» Description of the task
Copy out each line of the material in which the word "shirt" appears.
Data shown Block Start
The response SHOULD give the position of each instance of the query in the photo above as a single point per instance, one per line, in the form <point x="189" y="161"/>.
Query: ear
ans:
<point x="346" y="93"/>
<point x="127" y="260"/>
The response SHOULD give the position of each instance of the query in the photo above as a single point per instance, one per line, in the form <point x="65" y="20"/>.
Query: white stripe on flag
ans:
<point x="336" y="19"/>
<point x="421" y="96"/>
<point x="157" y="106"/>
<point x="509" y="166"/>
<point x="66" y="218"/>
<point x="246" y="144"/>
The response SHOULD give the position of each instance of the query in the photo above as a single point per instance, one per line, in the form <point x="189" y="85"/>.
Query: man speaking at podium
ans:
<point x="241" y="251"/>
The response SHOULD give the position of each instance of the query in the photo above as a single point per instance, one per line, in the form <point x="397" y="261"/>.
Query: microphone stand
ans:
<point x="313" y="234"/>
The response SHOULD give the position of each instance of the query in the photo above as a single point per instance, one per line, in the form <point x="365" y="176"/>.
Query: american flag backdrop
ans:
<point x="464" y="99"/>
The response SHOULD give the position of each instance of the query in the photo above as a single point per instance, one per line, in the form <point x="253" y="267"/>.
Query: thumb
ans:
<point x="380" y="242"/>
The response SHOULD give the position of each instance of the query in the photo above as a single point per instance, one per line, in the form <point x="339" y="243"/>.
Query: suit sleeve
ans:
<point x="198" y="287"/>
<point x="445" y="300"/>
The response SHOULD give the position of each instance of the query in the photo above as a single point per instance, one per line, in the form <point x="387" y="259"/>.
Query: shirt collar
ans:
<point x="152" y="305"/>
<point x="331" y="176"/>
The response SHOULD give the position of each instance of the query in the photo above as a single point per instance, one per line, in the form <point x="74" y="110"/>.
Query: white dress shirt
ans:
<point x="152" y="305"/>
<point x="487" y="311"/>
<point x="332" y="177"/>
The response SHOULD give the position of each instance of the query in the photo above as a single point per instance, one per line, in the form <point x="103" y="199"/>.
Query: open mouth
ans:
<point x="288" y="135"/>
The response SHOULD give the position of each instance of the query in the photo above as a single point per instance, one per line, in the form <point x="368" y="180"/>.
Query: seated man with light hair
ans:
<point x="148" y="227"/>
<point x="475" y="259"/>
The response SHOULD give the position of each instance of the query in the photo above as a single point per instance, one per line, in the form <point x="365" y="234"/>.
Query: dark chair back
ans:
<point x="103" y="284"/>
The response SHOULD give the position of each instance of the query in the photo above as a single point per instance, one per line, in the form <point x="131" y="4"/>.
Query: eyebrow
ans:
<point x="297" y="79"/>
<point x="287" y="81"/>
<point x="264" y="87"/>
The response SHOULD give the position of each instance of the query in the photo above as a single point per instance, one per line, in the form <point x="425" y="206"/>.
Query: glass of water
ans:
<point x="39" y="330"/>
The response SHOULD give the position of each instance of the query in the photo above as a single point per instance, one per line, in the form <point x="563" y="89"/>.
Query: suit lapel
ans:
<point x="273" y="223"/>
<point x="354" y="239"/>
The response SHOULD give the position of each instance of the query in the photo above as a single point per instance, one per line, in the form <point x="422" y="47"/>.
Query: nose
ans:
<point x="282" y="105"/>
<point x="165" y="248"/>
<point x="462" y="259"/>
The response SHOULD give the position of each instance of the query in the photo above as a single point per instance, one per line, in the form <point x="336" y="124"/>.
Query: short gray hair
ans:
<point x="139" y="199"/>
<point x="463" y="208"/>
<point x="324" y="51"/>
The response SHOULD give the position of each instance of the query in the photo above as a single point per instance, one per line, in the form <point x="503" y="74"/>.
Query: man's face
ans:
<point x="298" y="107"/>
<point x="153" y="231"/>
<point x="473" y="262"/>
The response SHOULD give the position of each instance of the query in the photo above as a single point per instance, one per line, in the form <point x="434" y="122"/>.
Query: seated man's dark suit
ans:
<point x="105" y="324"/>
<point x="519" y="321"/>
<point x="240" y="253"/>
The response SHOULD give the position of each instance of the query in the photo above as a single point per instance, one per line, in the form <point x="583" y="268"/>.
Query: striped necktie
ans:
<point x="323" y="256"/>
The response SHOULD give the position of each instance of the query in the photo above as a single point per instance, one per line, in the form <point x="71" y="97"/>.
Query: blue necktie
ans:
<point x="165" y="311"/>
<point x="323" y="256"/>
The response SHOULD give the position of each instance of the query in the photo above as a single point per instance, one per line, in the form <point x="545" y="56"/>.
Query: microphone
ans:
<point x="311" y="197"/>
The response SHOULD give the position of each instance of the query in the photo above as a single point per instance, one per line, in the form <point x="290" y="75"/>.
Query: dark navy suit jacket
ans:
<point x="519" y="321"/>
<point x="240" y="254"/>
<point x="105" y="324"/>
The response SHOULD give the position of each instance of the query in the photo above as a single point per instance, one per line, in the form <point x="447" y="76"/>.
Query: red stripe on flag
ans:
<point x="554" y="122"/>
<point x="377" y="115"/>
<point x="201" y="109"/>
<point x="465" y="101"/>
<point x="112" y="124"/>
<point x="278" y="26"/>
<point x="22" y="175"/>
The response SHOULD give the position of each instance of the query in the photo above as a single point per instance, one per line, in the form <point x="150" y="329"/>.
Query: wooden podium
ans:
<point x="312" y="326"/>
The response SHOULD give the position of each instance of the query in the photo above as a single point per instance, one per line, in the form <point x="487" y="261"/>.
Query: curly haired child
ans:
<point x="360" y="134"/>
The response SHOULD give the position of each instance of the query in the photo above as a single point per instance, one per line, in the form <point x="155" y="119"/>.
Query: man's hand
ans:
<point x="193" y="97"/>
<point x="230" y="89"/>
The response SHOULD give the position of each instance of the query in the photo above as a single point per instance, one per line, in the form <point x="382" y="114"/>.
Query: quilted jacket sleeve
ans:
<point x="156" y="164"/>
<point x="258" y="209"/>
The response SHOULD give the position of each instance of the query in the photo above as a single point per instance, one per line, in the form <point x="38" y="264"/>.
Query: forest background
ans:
Data shown Block End
» Output of the task
Query: shirt collar
Query: white dress shirt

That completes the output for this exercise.